Automated theorem proving (
ATP)
or
automated deduction, currently the most
well-developed subfield of
automated reasoning (AR), is the
proving of
mathematical theorems by a
computer program.
Decidability of the problem
Depending on the underlying logic, the problem of deciding the
validity of a formula varies from trivial to impossible. For the
frequent case of
propositional
logic, the problem is decidable but
NP-complete, and hence only exponential-time
algorithms are believed to exist for general proof tasks. For a
first order predicate calculus,
with no ("proper") axioms,
Gödel's completeness
theorem states that the theorems (provable statements) are
exactly the logically valid
well-formed formulas, so identifying
valid formulas is
recursively
enumerable: given unbounded resources, any valid formula can
eventually be proven.
However,
invalid formulas (those that are
not
entailed by a given theory), cannot always be recognized. In
addition, a consistent formal theory that contains the
first-order theory of
the natural numbers (thus having certain "proper axioms"), by
Gödel's
incompleteness theorem, contains true statements which cannot
be proven. In these cases, an automated theorem prover may fail to
terminate while searching for a proof. Despite these theoretical
limits, in practice, theorem provers can solve many hard problems,
even in these undecidable logics.
Related problems
A simpler, but related, problem is
proof verification, where an existing
proof for a theorem is certified valid. For this, it is generally
required that each individual proof step can be verified by a
primitive recursive
function or program, and hence the problem is always
decidable.
Interactive theorem
provers require a human user to give hints to the system.
Depending on the degree of automation, the prover can essentially
be reduced to a proof checker, with the user providing the proof in
a formal way, or significant proof tasks can be performed
automatically. Interactive provers are used for a variety of tasks,
but even fully automatic systems have proven a number of
interesting and hard theorems, including some that have eluded
human mathematicians for a long time. However, these successes are
sporadic, and work on hard problems usually requires a proficient
user.

• _Task 1_:
Reproduce everything in the theorem proving text from "Automated theorem proving" down to "computer program.", replacing "computer program" with "software system".
• _Task 2_:
Please summarize the theorem proving text in two sentences.
• _Task 3_:
Decide whether each statement agrees with the theorem proving text, answering yes or no and quoting the words that settle it: (a) For propositional logic, the validity problem is undecidable. (b) Interactive theorem provers require hints from a human user. (c) Fully automatic systems have never proven a hard theorem.
These rows have nothing to do with the theorem proving text.

• _Rows for bounding box labeling_:
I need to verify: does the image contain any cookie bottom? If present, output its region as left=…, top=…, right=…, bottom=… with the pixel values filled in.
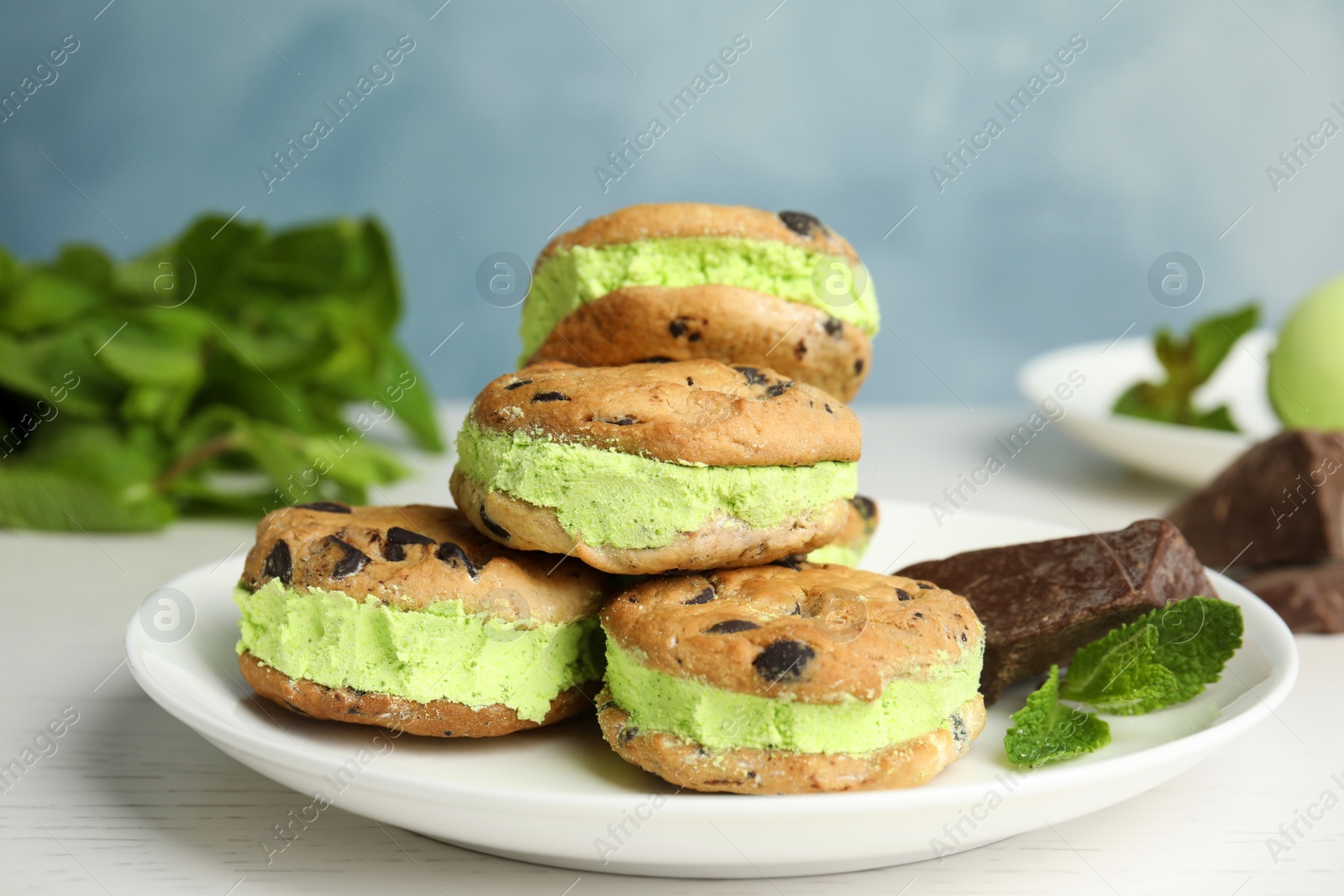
left=449, top=470, right=849, bottom=575
left=238, top=650, right=598, bottom=737
left=528, top=284, right=872, bottom=401
left=596, top=688, right=985, bottom=794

• _Exercise solution 1_:
Automated theorem proving (
ATP)
or
automated deduction, currently the most
well-developed subfield of
automated reasoning (AR), is the
proving of
mathematical theorems by a
software system.

• _Exercise solution 2_:
Automated theorem proving is the proving of mathematical theorems by a computer program, and depending on the underlying logic, deciding whether a formula is valid ranges from trivial to impossible. Proof verification is a simpler related problem that is always decidable, while interactive provers need a human user to give hints to the system.

• _Exercise solution 3_:
(a) No: "the problem is decidable but NP-complete"
(b) Yes: "Interactive theorem provers require a human user to give hints to the system."
(c) No: "even fully automatic systems have proven a number of interesting and hard theorems"